Rewrite everything in the listing from the start down through the line containing "inside_test: even-odd", replacing "golden brown crust" with "toasted crust" and leaving everything else unchanged.

BEGIN

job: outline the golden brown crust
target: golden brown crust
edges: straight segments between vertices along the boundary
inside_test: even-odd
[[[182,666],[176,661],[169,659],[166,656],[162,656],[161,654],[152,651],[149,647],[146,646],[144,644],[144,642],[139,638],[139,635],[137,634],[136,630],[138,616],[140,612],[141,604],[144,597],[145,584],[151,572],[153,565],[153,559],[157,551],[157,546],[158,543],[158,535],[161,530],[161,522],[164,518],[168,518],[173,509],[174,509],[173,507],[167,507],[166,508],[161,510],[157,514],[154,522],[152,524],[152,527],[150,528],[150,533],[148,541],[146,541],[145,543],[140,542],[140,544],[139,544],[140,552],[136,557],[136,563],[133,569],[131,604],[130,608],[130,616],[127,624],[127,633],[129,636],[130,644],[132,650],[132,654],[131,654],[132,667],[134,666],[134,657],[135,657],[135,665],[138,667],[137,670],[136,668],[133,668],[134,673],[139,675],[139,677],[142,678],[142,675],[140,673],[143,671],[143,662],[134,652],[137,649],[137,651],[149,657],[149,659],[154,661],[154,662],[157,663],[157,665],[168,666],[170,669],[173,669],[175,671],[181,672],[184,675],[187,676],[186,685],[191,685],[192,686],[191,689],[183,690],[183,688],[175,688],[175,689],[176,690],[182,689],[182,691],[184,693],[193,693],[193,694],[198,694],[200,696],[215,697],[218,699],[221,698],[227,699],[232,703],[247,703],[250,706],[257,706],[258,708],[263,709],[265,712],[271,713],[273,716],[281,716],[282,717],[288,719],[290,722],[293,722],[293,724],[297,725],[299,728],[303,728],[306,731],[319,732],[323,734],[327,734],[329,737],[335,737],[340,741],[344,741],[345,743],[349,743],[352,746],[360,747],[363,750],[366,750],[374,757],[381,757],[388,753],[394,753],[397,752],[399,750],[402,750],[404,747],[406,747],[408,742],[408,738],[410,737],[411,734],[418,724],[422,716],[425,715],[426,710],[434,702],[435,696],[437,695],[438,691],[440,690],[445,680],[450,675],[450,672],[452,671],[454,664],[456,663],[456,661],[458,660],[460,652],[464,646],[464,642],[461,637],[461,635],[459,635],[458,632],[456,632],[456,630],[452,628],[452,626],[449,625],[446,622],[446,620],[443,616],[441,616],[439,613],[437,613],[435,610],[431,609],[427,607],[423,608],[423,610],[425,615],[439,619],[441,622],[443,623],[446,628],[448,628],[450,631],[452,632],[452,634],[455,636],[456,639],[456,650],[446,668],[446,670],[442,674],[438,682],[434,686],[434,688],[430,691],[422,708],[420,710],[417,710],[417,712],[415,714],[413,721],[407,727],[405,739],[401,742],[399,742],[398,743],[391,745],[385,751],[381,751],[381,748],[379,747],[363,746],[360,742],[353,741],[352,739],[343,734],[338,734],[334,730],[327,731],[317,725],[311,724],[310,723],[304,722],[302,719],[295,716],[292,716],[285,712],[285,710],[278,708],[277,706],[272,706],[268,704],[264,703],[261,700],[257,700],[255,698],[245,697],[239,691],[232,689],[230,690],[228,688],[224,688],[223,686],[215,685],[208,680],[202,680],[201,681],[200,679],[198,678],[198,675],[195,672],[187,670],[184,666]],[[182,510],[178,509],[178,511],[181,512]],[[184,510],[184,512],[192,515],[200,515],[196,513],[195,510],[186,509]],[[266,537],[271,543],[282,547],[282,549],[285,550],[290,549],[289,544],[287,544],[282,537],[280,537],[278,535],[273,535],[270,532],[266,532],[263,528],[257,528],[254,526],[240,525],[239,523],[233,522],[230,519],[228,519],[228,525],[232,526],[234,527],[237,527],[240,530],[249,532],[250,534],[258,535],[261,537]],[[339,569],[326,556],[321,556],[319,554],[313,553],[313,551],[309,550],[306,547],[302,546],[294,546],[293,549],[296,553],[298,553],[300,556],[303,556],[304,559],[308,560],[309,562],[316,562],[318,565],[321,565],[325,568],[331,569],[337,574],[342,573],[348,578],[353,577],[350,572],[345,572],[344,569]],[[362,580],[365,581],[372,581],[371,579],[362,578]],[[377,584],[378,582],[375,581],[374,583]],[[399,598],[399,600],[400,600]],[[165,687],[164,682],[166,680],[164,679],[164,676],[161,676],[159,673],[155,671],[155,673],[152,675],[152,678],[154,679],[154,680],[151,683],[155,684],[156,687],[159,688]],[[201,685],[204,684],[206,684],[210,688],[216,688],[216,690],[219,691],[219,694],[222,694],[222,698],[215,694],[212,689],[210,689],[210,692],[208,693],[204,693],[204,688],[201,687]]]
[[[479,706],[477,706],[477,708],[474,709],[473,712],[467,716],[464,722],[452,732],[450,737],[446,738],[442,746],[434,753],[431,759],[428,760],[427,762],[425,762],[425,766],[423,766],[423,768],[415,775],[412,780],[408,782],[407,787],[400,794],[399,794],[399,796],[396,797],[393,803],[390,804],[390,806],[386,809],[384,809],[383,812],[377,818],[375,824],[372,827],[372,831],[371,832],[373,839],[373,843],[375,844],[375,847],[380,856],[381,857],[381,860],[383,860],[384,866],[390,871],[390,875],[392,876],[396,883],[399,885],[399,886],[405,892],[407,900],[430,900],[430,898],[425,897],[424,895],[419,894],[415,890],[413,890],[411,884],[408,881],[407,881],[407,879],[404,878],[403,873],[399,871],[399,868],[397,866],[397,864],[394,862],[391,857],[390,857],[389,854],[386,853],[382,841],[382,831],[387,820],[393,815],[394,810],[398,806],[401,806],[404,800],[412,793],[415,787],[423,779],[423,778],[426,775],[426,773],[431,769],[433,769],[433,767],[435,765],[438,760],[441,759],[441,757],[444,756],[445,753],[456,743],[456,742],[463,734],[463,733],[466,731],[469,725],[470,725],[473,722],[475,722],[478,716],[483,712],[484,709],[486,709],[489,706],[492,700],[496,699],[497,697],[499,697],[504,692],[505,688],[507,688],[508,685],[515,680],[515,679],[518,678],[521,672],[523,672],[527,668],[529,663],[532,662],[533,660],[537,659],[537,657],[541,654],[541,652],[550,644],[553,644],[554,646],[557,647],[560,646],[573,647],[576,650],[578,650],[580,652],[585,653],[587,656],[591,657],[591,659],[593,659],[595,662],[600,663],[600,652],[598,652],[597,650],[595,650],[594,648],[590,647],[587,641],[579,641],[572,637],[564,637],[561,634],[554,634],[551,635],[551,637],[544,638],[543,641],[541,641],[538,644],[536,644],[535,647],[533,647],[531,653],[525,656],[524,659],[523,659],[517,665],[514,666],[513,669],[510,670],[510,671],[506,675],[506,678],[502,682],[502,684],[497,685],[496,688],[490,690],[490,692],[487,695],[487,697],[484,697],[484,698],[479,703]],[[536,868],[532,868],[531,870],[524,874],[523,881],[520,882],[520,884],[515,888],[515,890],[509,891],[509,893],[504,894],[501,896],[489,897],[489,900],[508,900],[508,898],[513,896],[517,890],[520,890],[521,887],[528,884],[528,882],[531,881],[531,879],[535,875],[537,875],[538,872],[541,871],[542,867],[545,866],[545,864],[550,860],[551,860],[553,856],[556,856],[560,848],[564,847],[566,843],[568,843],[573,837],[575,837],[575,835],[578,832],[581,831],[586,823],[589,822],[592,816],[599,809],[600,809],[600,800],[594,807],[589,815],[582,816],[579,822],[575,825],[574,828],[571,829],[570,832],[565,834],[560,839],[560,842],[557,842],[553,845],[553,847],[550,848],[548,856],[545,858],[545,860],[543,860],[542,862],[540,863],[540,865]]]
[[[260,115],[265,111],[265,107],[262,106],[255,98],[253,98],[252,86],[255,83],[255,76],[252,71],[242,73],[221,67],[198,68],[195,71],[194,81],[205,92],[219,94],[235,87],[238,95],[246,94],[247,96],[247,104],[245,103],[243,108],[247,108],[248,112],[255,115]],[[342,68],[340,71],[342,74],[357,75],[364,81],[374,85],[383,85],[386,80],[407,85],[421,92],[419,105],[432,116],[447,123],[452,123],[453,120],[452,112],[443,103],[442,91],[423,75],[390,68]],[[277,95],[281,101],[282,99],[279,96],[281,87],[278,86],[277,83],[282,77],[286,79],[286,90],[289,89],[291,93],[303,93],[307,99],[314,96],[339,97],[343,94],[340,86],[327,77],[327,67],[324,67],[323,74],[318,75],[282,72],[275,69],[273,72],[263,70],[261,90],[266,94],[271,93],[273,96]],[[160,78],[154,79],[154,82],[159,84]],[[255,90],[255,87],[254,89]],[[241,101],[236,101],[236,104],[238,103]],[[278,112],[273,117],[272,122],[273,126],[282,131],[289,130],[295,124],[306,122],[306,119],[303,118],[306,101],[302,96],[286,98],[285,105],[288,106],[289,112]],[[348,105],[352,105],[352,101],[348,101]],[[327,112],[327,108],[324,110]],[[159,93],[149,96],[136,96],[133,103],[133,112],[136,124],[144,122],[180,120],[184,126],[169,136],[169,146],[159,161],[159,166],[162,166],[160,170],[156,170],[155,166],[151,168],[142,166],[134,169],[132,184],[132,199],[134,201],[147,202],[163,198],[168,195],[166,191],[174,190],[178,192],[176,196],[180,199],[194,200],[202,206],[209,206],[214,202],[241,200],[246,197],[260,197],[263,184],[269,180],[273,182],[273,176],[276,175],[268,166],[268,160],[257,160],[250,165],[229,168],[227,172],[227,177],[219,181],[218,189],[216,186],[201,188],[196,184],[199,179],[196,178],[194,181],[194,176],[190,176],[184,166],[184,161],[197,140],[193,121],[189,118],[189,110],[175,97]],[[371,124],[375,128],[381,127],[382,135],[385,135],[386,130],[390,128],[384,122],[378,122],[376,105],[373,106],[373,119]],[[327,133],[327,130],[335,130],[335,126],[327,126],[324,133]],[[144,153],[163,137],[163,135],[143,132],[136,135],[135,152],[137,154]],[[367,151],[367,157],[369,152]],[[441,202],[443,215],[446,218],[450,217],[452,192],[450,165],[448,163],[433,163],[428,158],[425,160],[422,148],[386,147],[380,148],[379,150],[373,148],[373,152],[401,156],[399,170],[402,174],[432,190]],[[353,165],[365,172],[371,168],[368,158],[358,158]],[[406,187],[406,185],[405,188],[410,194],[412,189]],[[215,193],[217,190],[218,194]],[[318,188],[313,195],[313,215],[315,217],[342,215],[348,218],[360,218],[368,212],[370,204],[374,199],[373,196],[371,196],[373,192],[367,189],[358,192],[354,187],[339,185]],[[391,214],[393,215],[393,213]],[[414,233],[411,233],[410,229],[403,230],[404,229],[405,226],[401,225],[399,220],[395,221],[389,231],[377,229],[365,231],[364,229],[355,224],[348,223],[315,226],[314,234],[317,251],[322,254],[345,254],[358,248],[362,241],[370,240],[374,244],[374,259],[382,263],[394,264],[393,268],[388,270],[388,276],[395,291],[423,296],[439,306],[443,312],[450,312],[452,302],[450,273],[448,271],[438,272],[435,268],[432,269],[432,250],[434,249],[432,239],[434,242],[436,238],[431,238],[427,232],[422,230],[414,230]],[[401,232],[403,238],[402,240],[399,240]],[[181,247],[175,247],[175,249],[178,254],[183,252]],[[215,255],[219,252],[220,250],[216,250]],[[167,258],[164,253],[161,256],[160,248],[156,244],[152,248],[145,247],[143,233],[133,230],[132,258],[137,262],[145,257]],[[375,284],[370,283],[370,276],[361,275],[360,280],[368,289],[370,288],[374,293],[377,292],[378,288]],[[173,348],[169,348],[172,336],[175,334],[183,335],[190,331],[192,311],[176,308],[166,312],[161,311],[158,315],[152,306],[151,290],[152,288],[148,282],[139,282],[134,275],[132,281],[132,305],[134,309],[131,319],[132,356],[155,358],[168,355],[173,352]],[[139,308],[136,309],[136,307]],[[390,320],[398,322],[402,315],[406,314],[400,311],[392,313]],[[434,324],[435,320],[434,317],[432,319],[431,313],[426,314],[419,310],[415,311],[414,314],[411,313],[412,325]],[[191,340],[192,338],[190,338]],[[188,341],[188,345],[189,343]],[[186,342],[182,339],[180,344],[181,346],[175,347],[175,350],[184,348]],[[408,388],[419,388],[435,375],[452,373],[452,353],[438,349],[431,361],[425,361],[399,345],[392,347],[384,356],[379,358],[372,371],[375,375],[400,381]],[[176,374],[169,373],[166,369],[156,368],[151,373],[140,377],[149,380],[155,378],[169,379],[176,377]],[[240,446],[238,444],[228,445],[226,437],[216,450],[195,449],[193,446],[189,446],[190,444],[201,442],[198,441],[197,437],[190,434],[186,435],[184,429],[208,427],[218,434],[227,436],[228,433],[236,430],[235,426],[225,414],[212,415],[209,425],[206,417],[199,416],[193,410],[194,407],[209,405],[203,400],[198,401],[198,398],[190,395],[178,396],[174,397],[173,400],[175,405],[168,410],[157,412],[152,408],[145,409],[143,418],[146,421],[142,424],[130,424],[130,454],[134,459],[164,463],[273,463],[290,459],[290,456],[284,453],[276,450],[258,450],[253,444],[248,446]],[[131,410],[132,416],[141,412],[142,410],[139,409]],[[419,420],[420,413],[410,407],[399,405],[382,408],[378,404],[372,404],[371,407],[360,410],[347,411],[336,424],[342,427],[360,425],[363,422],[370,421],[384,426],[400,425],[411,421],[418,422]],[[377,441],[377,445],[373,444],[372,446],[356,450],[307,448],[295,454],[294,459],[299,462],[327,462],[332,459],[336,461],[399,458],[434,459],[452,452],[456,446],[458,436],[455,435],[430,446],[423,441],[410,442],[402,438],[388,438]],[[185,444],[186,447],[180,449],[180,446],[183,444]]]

END

:: IN RESPONSE ::
job: outline the toasted crust
target: toasted crust
edges: straight segments between vertices along the boundary
inside_test: even-odd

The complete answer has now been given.